EXTRACTED TEXT.
# Hiding Thermal Dark Matter with Leptons

**Authors:** Matthew R. Buckley, David Feld

arXiv: 1705.03913 · 2017-05-12

## TL;DR

This paper investigates leptophilic Majorana dark matter models that attempt to evade current experimental constraints, finding that most are excluded below 100 GeV, but heavier masses remain potentially detectable through indirect detection.

## Contribution

It introduces a class of leptophilic Majorana dark matter models and analyzes their viability considering electroweak symmetry breaking and experimental constraints.

## Key findings

- Models below 100 GeV are excluded by current data.
- Heavier dark matter remains viable and detectable via indirect signals.
- Couplings to quarks are generically induced, constraining these models.

## Abstract

Any form of dark matter which was in thermal equilibrium with the Standard Model in the early Universe must have some annihilation mechanism in order to avoid overclosure. In general, such models are now constrained by the negative experimental results from colliders, direct detection, and indirect detection, all of which are capable of probing interactions at the approximate strength suggested by a thermal cross section. It is timely to consider what scenarios of thermal dark matter which are still viable. In this paper we consider a class of dark matter models which is designed to avoid many of the current constraints: Majorana dark matter coupling to the Standard Model through leptophilic singlet scalars and pseudoscalars. We show that requiring realistic electroweak symmetry breaking generically forces the mediators to couple with quarks, allowing these models to be constrained by the current experimental data. We find that -- barring fine-tuning -- this type of thermal dark matter is excluded by a combination of direct and indirect detection for masses below $\sim 100$ GeV. Heavier dark matter is still viable, but in principle visible via its indirect detection signature.

DIRECTIVE A. Scale the records starting at the line that contains "tag the parked car, one point per instance." and ending at the line that contains "<point>308,74</point>", writing out every one of those lines again with the requests included. In the answers, multiply each point coordinate by 1.9 and round it to a whole number, with halves rounding up.

(Location identification items)
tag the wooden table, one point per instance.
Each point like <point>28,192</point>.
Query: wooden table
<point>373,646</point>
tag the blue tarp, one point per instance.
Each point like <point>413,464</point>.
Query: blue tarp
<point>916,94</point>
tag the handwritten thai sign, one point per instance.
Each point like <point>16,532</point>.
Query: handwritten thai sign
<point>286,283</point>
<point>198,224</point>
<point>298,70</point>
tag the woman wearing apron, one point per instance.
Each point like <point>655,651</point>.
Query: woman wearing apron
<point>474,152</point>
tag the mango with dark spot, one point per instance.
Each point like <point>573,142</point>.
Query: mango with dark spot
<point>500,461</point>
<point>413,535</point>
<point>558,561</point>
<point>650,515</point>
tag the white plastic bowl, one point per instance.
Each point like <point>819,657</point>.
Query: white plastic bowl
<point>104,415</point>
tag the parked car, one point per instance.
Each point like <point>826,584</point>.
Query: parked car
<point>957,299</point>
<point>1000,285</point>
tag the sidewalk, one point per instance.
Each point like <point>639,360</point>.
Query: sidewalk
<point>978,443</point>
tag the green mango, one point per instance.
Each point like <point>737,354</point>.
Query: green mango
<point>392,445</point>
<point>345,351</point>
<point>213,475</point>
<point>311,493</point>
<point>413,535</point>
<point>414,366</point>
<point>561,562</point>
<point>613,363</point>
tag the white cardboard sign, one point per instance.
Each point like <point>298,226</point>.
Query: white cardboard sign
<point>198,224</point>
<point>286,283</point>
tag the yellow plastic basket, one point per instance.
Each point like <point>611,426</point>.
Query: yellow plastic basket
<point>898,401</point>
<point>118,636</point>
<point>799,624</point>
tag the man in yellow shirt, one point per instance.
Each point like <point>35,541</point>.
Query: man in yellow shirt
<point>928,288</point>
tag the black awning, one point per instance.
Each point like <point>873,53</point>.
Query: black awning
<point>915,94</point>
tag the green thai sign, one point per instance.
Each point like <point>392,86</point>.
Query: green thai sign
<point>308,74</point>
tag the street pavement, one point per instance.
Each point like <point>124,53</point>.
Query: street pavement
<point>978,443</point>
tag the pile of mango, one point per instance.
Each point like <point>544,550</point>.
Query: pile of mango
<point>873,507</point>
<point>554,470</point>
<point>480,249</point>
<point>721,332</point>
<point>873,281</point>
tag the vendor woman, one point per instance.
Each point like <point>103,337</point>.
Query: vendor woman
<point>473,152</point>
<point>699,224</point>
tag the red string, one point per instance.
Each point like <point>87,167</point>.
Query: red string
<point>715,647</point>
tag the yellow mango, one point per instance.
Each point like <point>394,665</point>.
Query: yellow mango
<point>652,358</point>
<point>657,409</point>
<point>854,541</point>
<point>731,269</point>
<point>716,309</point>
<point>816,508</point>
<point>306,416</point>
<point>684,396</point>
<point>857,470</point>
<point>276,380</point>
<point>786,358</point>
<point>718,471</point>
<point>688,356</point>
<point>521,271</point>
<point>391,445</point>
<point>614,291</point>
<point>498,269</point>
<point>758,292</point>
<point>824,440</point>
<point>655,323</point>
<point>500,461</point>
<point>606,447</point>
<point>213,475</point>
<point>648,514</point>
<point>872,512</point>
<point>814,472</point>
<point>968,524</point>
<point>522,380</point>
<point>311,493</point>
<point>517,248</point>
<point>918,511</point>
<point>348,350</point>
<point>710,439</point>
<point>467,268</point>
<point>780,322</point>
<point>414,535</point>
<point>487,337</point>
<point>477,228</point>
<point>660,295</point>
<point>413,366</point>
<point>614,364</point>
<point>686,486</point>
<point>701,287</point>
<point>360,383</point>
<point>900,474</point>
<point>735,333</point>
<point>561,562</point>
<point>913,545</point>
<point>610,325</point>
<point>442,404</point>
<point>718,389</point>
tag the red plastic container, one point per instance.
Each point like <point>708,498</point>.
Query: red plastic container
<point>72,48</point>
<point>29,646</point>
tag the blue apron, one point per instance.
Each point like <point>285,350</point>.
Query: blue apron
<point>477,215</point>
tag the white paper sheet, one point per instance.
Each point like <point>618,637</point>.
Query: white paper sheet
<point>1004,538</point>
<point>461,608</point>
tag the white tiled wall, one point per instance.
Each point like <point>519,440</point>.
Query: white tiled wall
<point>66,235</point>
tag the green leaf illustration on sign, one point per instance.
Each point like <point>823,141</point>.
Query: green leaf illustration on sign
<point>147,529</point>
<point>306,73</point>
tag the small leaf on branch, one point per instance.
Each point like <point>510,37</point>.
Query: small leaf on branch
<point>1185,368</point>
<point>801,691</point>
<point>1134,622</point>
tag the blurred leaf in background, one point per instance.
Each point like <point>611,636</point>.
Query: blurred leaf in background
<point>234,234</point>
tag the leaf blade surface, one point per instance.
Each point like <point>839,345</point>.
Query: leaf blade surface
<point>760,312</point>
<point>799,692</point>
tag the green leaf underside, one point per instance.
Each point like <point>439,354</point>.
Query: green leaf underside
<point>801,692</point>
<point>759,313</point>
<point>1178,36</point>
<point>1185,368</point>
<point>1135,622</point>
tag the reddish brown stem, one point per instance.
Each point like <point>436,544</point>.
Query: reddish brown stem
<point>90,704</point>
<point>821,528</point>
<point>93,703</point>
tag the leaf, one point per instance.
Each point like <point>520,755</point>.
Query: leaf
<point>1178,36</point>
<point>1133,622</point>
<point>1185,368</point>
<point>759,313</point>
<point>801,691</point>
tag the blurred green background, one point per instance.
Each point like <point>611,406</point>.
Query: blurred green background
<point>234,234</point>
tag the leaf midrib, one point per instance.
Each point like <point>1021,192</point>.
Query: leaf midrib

DIRECTIVE B. List the sources of negative experimental results that the abstract in the paper summary says now constrain thermal dark matter models.

COMPLETE OUTPUT A.
tag the parked car, one point per instance.
Each point like <point>826,584</point>.
Query: parked car
<point>1818,568</point>
<point>1900,542</point>
tag the sidewalk, one point per instance.
Each point like <point>639,360</point>.
Query: sidewalk
<point>1858,842</point>
tag the green mango, one point per instance.
Each point like <point>737,354</point>.
Query: green mango
<point>745,846</point>
<point>656,667</point>
<point>405,903</point>
<point>591,937</point>
<point>785,1017</point>
<point>787,695</point>
<point>1066,1068</point>
<point>1165,690</point>
tag the white cardboard sign, one point per instance.
Each point like <point>298,226</point>.
Query: white cardboard sign
<point>376,426</point>
<point>543,538</point>
tag the yellow plastic basket, one point per instance.
Each point like <point>611,426</point>.
Query: yellow plastic basket
<point>1706,762</point>
<point>224,1208</point>
<point>1518,1186</point>
tag the man in yellow shirt, one point per instance.
Each point like <point>35,541</point>.
Query: man in yellow shirt
<point>1763,547</point>
tag the black awning, one point per instance.
Each point like <point>873,53</point>.
Query: black awning
<point>1739,179</point>
tag the green thai sign, one point per instance.
Each point like <point>392,86</point>.
Query: green thai sign
<point>585,141</point>

COMPLETE OUTPUT B. Colliders, direct detection, indirect detection